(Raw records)
==============================

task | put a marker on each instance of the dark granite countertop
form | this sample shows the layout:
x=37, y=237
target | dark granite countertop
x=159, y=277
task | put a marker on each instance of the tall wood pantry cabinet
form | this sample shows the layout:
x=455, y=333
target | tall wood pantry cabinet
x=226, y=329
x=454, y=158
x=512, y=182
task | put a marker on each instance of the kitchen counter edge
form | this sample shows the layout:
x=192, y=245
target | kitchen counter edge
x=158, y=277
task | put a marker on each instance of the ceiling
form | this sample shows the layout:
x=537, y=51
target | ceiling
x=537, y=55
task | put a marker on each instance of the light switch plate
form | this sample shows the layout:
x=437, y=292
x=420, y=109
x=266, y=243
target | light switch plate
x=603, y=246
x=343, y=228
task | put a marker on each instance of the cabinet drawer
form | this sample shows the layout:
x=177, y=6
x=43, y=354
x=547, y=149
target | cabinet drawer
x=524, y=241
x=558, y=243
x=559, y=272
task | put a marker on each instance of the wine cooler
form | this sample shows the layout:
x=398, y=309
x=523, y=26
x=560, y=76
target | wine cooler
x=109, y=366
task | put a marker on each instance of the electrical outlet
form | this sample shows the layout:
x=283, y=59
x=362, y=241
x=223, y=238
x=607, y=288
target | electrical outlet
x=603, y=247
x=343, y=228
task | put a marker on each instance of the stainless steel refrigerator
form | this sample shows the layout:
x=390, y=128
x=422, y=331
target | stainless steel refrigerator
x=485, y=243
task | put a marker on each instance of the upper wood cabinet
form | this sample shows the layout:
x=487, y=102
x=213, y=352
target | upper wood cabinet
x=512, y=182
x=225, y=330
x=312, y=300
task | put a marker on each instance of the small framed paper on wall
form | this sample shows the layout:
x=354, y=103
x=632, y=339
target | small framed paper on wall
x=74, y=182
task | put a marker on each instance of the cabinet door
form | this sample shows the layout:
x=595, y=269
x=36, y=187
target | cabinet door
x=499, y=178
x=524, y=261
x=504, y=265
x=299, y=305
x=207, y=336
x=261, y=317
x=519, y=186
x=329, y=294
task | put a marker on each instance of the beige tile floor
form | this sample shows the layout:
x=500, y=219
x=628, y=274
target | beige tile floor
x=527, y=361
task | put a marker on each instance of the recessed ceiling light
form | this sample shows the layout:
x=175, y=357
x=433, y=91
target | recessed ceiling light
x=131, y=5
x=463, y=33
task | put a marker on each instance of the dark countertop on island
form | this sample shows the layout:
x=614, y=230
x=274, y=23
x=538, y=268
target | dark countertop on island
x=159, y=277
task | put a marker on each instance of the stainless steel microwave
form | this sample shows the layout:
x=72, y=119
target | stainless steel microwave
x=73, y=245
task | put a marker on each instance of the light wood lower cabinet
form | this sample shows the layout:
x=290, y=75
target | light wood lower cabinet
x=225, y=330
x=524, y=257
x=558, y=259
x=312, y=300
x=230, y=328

==============================

▶ [Given exercise] Rescale the stretch of records from the line containing "task | put a marker on each instance of the electrical" through the line containing "x=463, y=33", both included, giving every line again with the requests and their layout samples unchanged. Multiply each x and y coordinate in the answers by 0.2 and round it to a whole number, with halves rounded up.

▶ [Answer to the exercise]
task | put a marker on each instance of the electrical outlet
form | this sample shows the layout:
x=283, y=59
x=362, y=241
x=223, y=238
x=607, y=288
target | electrical outlet
x=121, y=49
x=69, y=46
task | put a marker on each instance of the stainless steel refrigerator
form | this sample shows the layout:
x=390, y=128
x=422, y=331
target | stainless steel refrigerator
x=97, y=49
task | put a marker on each instance of the upper wood cabinet
form | this sample shows the layout:
x=487, y=102
x=213, y=352
target | upper wood cabinet
x=102, y=36
x=45, y=66
x=62, y=60
task | put a marker on each instance of the small framed paper on wall
form | this sample shows the layout:
x=354, y=103
x=632, y=339
target | small framed paper on wall
x=15, y=36
task | put a marker on each instance of the cabinet door
form | this sample shows the layout:
x=595, y=269
x=36, y=187
target | cabinet door
x=100, y=36
x=105, y=52
x=101, y=53
x=60, y=61
x=41, y=67
x=52, y=63
x=104, y=37
x=66, y=59
task | put a marker on each instance of the beige tile floor
form | this sample shows the layout:
x=500, y=219
x=628, y=274
target | beige tile floor
x=105, y=72
task | put a marker on each instance of the recessed ceiling light
form | this sample shows the layout:
x=175, y=357
x=433, y=91
target | recessed ceiling light
x=26, y=1
x=93, y=7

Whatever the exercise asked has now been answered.